====== Material provided ======

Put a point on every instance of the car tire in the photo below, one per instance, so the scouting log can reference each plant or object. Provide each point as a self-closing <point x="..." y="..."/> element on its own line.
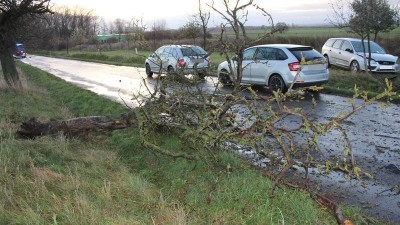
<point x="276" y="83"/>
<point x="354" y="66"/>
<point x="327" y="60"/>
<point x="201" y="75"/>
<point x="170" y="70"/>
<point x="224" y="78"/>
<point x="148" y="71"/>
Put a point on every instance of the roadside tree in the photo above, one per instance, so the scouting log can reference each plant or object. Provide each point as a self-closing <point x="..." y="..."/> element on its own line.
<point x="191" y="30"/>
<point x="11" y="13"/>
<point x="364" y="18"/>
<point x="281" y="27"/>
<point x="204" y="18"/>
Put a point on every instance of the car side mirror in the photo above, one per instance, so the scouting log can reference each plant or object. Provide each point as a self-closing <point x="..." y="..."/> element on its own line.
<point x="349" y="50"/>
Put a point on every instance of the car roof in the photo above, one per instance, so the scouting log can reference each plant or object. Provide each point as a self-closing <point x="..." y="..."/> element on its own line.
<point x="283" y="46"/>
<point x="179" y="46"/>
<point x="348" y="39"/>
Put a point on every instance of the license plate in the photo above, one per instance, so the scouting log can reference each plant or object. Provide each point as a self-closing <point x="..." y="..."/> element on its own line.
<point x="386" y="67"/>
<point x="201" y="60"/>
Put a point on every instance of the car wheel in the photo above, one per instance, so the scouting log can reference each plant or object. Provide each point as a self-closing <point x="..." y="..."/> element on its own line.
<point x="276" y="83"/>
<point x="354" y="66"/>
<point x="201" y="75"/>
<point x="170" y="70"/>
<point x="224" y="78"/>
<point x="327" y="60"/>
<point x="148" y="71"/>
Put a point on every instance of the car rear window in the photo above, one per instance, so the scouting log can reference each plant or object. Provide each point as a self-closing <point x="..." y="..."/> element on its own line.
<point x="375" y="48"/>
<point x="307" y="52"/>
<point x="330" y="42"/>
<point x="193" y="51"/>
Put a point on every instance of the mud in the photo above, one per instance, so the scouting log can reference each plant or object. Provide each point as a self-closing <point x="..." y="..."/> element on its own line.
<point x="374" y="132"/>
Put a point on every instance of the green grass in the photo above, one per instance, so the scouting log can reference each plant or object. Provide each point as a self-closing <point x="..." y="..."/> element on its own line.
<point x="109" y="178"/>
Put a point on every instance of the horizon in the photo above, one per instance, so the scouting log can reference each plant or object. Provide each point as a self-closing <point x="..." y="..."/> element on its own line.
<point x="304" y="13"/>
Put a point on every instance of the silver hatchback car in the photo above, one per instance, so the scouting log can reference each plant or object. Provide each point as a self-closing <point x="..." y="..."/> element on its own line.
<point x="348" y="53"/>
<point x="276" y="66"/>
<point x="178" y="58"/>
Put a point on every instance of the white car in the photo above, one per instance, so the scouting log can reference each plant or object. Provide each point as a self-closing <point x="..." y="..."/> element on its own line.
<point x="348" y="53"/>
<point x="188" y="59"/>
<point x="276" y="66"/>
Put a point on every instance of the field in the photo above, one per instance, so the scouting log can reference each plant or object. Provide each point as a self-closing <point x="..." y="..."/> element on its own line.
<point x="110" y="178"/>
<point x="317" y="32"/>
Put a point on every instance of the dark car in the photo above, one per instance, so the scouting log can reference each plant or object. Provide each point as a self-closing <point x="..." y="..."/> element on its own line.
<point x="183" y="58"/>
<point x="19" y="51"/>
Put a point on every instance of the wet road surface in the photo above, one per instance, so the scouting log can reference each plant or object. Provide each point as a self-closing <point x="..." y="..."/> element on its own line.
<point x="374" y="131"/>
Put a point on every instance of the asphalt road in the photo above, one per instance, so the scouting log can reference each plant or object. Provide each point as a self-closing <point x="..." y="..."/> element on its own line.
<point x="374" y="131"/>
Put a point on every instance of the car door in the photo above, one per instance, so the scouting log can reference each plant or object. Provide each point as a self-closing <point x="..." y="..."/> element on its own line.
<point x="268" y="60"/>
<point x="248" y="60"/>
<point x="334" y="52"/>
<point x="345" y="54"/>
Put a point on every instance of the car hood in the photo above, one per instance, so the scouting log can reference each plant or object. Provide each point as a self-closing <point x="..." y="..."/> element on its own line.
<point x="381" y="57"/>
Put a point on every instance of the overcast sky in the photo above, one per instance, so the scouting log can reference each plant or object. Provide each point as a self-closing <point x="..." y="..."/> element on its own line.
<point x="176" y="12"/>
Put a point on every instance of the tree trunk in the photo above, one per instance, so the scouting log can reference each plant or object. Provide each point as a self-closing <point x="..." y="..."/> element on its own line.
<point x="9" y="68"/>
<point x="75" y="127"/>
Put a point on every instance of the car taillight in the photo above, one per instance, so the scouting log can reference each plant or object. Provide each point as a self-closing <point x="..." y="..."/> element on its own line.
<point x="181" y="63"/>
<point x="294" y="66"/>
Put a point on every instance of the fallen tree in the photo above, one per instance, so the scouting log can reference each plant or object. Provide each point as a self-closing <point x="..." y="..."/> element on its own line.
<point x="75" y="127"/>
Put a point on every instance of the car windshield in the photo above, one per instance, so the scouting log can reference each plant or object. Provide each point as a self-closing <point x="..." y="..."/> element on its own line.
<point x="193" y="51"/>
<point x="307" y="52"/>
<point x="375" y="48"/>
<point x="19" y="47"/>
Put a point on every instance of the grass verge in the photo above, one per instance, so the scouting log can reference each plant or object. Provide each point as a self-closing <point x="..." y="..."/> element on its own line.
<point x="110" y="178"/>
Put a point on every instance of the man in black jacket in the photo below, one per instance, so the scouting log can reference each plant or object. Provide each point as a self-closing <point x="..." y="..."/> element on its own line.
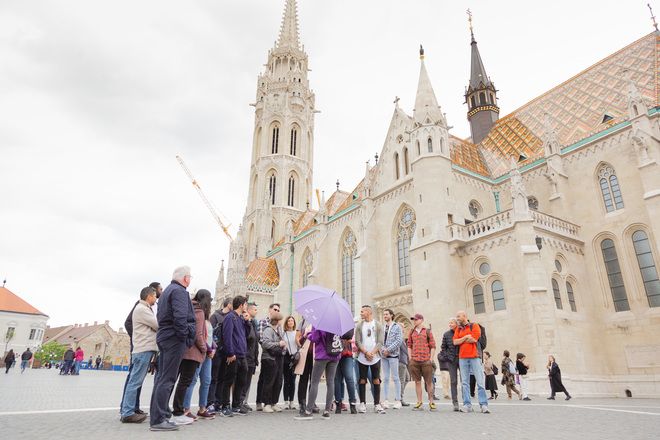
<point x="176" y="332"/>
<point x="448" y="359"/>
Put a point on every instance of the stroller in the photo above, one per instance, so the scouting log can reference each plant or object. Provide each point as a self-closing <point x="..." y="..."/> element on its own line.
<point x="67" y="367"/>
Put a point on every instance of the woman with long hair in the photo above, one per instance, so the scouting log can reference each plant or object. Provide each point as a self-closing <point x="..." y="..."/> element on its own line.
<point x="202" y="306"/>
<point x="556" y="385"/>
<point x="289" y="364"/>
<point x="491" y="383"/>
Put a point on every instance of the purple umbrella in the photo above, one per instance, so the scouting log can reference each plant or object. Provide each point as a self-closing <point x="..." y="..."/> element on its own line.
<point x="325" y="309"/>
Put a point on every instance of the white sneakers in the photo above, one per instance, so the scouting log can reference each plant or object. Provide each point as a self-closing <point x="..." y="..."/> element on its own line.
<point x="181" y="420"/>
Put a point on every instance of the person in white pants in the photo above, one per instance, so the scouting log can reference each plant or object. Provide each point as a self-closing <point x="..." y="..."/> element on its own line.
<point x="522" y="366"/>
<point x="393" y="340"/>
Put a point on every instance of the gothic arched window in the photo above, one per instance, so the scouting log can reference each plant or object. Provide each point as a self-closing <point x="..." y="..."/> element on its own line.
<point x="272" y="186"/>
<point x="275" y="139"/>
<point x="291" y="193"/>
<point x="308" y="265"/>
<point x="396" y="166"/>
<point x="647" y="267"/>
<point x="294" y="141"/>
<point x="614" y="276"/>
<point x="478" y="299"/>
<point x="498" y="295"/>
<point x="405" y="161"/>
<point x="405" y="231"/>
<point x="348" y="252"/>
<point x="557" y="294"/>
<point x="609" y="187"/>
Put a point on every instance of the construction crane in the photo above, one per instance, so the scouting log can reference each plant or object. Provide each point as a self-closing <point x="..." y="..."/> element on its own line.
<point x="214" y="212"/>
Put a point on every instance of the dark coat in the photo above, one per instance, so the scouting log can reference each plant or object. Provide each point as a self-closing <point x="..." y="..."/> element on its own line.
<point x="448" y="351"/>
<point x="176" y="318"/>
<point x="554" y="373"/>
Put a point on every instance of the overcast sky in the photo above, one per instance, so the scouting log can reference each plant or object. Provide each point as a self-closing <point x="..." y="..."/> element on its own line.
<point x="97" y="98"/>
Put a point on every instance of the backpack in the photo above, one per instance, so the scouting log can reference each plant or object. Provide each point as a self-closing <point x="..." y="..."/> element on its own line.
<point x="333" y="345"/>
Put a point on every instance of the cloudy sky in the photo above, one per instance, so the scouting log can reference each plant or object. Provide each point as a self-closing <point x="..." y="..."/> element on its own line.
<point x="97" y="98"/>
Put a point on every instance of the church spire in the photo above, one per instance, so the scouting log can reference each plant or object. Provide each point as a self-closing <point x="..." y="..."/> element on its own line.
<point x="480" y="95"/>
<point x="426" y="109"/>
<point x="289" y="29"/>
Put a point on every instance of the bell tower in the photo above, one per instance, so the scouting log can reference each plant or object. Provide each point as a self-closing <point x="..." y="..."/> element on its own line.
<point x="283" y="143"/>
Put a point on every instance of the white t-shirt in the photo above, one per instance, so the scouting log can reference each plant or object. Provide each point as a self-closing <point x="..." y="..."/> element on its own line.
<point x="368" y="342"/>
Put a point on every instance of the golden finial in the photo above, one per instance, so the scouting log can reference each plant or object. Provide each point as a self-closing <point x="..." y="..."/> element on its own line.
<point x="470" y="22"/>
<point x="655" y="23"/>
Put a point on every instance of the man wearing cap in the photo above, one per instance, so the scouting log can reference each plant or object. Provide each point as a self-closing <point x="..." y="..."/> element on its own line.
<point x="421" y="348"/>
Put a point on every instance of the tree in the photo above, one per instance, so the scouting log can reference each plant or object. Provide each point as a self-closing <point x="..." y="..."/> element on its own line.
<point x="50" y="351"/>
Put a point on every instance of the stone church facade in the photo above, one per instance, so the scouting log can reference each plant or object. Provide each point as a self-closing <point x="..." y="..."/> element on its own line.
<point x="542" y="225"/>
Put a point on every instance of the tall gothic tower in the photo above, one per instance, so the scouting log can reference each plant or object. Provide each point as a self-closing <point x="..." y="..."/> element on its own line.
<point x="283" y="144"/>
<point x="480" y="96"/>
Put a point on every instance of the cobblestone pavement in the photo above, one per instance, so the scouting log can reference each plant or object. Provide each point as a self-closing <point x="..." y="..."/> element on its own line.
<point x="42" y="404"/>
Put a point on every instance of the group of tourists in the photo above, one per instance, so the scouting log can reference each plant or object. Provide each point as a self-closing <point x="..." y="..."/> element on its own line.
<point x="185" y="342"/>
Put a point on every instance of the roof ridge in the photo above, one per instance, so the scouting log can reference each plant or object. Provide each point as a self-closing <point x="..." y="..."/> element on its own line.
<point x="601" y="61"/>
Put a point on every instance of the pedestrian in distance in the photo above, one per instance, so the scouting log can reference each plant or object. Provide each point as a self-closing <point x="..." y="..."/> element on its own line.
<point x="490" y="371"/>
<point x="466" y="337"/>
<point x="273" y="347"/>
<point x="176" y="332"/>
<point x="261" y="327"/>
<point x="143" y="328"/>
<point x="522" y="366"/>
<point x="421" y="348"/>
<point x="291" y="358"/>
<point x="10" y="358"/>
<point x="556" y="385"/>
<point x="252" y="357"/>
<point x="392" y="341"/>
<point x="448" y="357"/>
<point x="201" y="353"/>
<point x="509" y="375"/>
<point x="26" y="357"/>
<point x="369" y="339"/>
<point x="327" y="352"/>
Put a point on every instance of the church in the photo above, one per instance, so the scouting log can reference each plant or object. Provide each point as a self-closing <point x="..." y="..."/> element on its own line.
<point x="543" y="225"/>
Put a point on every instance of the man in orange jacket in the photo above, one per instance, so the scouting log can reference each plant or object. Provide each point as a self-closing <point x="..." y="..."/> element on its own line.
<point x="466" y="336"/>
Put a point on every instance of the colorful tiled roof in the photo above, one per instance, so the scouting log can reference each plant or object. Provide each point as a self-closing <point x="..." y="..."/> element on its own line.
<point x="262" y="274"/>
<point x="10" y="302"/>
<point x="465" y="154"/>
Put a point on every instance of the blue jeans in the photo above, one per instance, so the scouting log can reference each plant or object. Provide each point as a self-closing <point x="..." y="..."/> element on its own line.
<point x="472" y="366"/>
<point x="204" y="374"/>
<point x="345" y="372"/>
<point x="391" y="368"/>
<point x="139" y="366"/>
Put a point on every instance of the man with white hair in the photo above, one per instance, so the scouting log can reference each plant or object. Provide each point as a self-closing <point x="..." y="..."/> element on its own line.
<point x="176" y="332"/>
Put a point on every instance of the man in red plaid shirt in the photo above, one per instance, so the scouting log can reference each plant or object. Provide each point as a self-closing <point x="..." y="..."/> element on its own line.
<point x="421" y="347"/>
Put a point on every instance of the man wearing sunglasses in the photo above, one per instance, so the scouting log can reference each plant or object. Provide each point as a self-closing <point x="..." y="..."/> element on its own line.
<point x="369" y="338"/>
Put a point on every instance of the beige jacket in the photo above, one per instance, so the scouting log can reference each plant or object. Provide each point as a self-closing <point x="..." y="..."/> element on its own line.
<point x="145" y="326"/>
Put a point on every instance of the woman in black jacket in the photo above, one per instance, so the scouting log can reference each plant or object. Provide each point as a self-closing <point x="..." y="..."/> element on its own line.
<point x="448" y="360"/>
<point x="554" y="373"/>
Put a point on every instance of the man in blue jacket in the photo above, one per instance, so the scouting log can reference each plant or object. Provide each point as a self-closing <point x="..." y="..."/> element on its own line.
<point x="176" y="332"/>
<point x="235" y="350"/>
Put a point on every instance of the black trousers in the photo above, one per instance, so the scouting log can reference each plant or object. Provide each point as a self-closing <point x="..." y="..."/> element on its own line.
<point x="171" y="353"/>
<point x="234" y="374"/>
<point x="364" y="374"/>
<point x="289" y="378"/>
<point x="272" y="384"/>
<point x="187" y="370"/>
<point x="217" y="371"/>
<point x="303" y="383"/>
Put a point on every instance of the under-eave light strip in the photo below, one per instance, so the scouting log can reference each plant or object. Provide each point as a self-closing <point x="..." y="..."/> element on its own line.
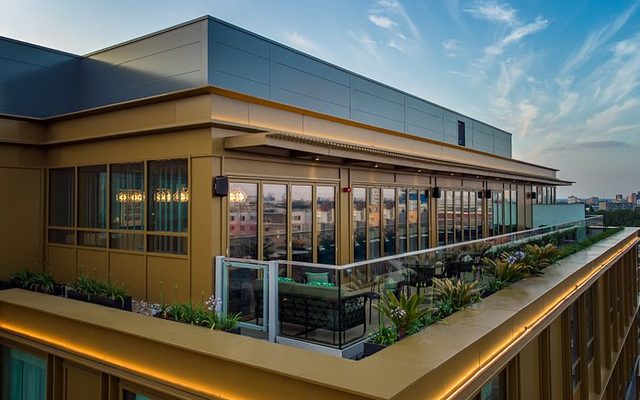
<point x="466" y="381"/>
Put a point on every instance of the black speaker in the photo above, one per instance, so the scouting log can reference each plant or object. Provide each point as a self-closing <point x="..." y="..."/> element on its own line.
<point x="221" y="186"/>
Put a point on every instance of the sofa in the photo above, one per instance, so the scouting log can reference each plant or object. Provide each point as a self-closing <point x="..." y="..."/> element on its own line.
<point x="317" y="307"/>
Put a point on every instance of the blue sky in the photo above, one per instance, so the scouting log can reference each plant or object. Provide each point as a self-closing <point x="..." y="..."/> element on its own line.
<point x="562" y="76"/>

======

■ Your objective: Arrange the lines from the one containing "Put a point on every instance of the under-eave" up to and including the last line of the items as a Markdown table with the columns Row and Text. Leave out blank lines and the pictures.

■ Full answer:
| Row | Text |
|---|---|
| 1 | Put a point on every instance of the under-eave light strip in the photo below, one per instance, so the scouting log can reference each plant or object. Provide each point as a self-closing <point x="..." y="..."/> element on its own line. |
| 2 | <point x="466" y="381"/> |
| 3 | Put a point on every instance of the black speaker in the photo above, one per instance, so the scouting log can reference each plant or object. Provide each point as a self-closing <point x="..." y="..."/> element on its own line. |
| 4 | <point x="221" y="186"/> |
| 5 | Put a point on every instance of the sofa in the photo above, one per instance, so the scouting log can reference each plant or object. Provide each point as a self-closing <point x="..." y="..."/> element on its own line. |
| 6 | <point x="317" y="307"/> |
| 7 | Put a point on every instance of the blue sky in the photo above, one per instance, so the scouting log can reference each plant or object. Provide each point as a self-closing <point x="..." y="..."/> element on its own line. |
| 8 | <point x="562" y="76"/> |